What you are asked to do: Gather the lines from the material that contain "football".

Records to process:
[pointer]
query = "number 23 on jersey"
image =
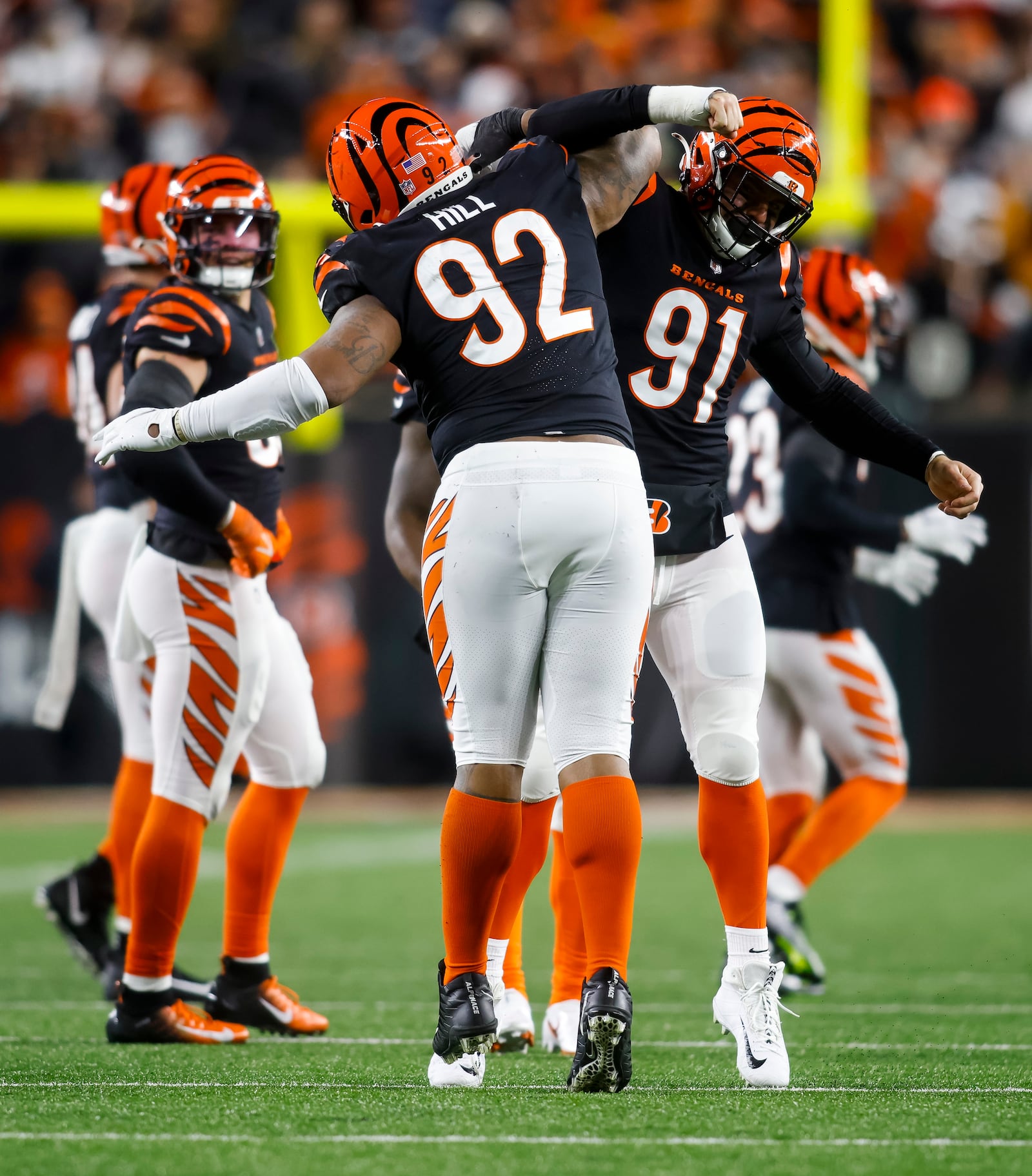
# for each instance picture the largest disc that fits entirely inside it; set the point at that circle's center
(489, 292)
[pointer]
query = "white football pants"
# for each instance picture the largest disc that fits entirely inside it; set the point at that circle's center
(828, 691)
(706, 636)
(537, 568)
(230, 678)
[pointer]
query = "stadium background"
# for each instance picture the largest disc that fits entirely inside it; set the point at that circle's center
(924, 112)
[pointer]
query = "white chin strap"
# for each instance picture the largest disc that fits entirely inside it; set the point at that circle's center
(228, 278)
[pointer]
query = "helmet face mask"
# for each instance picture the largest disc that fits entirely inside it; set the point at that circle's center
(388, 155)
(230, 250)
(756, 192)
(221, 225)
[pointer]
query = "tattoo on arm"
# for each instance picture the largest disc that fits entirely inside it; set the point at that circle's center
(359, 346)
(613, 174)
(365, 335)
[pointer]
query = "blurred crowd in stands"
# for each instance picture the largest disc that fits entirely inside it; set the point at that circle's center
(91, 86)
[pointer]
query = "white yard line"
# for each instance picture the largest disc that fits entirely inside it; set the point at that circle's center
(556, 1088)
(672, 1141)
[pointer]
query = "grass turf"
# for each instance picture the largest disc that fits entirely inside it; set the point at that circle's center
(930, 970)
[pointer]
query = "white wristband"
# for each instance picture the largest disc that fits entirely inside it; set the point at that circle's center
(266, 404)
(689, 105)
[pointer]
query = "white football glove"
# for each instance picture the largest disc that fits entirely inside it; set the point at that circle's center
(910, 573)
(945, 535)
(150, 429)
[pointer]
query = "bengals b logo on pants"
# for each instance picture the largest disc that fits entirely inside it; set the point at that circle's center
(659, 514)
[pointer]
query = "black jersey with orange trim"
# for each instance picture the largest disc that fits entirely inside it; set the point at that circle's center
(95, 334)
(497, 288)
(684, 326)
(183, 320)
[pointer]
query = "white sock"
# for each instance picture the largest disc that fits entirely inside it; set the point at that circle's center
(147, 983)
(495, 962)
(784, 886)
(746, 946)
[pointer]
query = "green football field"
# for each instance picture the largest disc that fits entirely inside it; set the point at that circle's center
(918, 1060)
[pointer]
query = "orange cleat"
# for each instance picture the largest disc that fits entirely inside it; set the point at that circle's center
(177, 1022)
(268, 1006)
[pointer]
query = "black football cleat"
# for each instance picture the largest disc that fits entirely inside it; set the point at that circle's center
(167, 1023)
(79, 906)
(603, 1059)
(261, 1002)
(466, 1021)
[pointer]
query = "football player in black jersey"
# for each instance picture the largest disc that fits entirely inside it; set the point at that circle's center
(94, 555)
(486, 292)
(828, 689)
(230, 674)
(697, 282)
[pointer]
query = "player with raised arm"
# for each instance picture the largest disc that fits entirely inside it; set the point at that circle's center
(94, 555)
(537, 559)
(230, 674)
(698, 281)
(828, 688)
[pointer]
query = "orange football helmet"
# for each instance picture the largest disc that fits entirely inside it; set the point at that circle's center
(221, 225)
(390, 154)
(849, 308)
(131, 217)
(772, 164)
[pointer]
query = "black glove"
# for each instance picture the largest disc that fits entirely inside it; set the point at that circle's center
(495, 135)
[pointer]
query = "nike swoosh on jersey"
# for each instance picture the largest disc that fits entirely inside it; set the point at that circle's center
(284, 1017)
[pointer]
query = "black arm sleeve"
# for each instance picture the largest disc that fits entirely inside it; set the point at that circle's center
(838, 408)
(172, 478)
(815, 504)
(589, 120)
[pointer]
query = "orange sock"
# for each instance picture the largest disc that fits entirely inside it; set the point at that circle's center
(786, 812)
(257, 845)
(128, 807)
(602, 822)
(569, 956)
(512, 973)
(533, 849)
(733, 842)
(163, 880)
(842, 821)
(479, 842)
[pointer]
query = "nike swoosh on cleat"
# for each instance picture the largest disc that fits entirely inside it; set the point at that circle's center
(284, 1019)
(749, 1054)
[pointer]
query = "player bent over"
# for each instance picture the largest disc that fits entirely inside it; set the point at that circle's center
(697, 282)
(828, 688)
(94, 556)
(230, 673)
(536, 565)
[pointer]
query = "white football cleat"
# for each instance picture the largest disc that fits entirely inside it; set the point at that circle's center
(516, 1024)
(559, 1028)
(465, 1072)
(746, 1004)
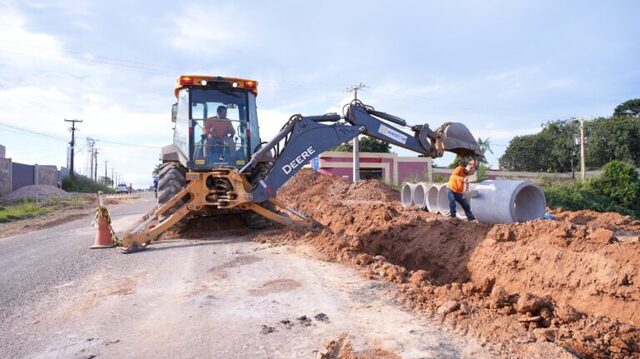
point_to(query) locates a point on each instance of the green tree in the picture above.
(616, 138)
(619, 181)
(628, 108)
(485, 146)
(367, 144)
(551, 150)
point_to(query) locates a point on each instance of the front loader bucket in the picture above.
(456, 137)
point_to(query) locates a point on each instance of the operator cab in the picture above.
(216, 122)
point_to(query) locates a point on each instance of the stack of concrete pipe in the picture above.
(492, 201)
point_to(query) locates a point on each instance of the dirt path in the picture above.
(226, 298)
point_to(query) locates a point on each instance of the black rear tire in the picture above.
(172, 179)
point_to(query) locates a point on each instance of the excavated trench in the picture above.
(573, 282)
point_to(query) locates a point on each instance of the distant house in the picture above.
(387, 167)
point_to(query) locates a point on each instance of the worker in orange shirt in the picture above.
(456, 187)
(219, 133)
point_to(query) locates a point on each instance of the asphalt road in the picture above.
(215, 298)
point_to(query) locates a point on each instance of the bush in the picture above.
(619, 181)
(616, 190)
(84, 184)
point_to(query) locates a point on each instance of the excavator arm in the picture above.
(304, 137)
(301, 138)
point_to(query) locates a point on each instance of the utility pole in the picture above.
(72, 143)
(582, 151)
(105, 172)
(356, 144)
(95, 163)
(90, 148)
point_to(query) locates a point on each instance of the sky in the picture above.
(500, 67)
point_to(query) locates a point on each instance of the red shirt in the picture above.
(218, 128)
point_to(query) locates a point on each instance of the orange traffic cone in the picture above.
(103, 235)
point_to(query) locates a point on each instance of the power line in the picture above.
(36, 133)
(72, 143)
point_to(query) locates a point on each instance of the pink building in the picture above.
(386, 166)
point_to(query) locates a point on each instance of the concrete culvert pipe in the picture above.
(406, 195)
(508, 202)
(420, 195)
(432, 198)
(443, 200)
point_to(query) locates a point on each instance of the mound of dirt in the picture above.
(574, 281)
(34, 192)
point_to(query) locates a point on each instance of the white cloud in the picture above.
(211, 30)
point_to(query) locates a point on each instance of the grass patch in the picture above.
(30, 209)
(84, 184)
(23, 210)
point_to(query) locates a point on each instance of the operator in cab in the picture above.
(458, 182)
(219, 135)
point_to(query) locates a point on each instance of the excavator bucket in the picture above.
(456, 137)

Result of this task:
query = "white football pants"
query = "white football glove"
query = "green football field"
query = "black football cleat"
query = "football player in black jersey"
query = "orange football helmet"
query = "white football cleat"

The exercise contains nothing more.